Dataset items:

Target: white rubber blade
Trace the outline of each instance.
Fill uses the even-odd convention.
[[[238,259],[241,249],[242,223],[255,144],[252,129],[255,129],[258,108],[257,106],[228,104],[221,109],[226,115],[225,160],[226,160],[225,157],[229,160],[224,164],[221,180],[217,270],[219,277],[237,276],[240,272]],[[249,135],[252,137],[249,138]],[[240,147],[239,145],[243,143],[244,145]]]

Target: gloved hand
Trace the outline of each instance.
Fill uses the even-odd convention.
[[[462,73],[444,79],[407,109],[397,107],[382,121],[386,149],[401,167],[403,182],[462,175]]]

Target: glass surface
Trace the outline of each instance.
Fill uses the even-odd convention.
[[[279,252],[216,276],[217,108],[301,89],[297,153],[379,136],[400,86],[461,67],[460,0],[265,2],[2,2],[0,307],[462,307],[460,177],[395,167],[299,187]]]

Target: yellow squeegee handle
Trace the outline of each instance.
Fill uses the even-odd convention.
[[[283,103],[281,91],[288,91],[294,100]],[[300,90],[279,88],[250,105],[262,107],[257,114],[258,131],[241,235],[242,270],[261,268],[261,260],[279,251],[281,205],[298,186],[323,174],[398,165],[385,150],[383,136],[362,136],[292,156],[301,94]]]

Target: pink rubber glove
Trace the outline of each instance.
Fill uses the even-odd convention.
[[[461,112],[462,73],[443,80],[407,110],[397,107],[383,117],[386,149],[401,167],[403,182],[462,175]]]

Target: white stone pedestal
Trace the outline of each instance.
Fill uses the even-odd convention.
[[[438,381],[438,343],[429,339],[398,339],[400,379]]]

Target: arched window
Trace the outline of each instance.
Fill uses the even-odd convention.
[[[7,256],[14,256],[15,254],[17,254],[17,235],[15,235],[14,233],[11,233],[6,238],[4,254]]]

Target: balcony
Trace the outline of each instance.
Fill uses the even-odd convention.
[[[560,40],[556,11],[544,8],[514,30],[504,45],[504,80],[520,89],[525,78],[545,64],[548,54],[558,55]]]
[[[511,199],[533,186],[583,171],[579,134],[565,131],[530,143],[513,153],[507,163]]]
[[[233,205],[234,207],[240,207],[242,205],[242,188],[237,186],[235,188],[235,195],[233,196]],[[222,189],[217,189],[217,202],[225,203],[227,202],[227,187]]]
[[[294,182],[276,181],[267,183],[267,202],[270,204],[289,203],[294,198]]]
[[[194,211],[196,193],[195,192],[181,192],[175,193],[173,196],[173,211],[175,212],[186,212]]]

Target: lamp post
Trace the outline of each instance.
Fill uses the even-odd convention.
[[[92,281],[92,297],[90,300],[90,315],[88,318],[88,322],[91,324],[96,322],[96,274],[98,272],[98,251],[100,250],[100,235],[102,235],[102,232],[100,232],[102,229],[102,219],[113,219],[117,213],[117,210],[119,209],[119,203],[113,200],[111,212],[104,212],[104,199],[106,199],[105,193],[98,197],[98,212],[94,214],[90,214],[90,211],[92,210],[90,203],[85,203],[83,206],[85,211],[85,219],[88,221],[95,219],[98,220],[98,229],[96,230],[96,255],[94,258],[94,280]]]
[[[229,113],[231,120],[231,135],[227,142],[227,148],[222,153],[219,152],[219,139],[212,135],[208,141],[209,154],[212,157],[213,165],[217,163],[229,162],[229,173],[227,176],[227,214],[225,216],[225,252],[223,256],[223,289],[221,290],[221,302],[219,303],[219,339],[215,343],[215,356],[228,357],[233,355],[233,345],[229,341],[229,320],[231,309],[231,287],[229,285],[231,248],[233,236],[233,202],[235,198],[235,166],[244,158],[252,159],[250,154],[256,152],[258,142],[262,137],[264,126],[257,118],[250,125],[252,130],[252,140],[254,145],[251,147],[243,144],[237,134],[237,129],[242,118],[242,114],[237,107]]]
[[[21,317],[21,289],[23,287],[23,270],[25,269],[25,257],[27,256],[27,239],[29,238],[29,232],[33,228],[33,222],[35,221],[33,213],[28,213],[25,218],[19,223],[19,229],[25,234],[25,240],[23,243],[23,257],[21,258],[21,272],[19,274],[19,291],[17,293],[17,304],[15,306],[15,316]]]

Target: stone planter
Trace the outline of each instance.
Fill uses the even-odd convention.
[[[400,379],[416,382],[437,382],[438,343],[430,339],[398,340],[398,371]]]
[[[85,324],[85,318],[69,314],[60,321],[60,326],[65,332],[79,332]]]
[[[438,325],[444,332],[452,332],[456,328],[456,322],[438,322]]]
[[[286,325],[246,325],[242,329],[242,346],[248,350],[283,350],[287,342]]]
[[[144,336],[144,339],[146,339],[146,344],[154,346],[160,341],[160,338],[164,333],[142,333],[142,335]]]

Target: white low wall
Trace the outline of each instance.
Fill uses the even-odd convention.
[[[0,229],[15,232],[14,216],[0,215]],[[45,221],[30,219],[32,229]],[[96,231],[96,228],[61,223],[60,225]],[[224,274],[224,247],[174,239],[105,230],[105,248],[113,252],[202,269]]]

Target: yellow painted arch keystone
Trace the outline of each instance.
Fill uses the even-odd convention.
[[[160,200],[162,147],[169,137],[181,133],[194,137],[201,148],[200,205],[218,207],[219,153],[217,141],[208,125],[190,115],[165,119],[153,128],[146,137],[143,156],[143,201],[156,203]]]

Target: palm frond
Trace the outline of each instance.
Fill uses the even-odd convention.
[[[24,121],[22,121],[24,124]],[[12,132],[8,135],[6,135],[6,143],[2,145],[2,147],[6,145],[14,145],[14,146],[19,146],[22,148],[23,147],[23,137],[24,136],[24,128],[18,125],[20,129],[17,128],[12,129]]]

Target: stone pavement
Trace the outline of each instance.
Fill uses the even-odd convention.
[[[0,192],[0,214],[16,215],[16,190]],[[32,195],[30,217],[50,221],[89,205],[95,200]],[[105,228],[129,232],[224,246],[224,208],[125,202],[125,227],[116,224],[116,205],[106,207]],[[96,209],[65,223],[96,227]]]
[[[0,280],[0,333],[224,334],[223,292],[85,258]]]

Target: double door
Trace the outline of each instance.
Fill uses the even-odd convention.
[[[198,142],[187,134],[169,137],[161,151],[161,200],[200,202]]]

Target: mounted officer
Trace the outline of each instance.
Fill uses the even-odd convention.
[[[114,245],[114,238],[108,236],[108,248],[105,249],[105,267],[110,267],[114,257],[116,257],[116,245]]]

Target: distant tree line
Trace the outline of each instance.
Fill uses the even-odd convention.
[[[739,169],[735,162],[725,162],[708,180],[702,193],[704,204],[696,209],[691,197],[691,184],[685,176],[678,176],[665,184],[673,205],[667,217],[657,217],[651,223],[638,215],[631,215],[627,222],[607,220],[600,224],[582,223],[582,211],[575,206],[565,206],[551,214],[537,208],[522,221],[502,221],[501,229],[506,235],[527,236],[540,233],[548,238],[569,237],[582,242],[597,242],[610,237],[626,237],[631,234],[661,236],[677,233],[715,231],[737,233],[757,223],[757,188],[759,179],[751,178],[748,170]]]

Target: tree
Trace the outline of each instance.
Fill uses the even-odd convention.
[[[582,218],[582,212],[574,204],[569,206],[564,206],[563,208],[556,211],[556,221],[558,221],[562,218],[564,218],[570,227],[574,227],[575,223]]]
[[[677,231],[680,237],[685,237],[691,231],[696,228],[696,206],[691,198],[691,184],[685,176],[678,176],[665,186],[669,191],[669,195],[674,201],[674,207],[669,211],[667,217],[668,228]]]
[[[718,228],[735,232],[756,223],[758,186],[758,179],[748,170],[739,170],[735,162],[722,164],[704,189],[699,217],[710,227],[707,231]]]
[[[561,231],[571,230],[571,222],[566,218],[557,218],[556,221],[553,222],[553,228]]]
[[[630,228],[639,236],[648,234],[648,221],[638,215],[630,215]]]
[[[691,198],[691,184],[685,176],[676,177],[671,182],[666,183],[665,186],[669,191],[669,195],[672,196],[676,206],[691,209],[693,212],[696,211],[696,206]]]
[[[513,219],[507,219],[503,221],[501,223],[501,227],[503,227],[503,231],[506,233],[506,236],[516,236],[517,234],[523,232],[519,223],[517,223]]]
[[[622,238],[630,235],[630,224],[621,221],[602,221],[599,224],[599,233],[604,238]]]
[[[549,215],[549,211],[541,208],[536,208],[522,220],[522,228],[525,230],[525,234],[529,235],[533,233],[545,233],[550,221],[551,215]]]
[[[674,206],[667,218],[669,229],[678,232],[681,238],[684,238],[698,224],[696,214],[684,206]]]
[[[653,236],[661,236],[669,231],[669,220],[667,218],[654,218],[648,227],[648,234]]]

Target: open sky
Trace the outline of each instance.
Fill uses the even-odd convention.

_Do this_
Repeat exactly the lines above from the line that contains "Target: tree" through the end. Include both of these ends; leave out everything else.

_Exercise response_
Target: tree
Trace the outline of each instance.
Fill uses the even-odd convention.
[[[582,218],[582,212],[574,204],[569,206],[564,206],[563,208],[556,211],[556,221],[558,221],[562,218],[564,218],[570,227],[574,227],[575,223]]]
[[[677,231],[680,237],[685,237],[691,231],[696,228],[696,206],[691,198],[691,184],[685,176],[678,176],[665,186],[669,191],[669,195],[674,201],[674,207],[669,211],[667,217],[668,228]]]
[[[718,228],[735,232],[756,223],[758,186],[758,179],[748,170],[739,170],[735,162],[722,164],[704,189],[699,217],[710,227],[707,231]]]
[[[561,231],[571,230],[571,222],[566,218],[557,218],[556,221],[553,222],[553,228]]]
[[[630,228],[639,236],[648,234],[648,221],[638,215],[630,215]]]
[[[691,198],[691,184],[685,176],[676,177],[671,182],[666,183],[665,186],[669,191],[669,195],[672,196],[676,206],[691,209],[693,212],[696,211],[696,206]]]
[[[513,219],[507,219],[503,221],[501,223],[501,227],[503,227],[503,231],[506,233],[506,236],[516,236],[517,234],[523,232],[519,223],[517,223]]]
[[[622,238],[630,235],[630,224],[621,221],[602,221],[599,224],[599,233],[604,238]]]
[[[549,215],[549,211],[541,208],[536,208],[522,220],[522,228],[525,230],[525,234],[529,235],[533,233],[545,233],[550,221],[551,215]]]
[[[674,206],[667,218],[669,229],[678,232],[681,238],[684,238],[698,224],[696,214],[684,206]]]
[[[653,236],[661,236],[669,231],[669,220],[667,218],[654,218],[648,227],[648,234]]]

Target: open sky
Trace the outline of each instance.
Fill uses the even-odd convention.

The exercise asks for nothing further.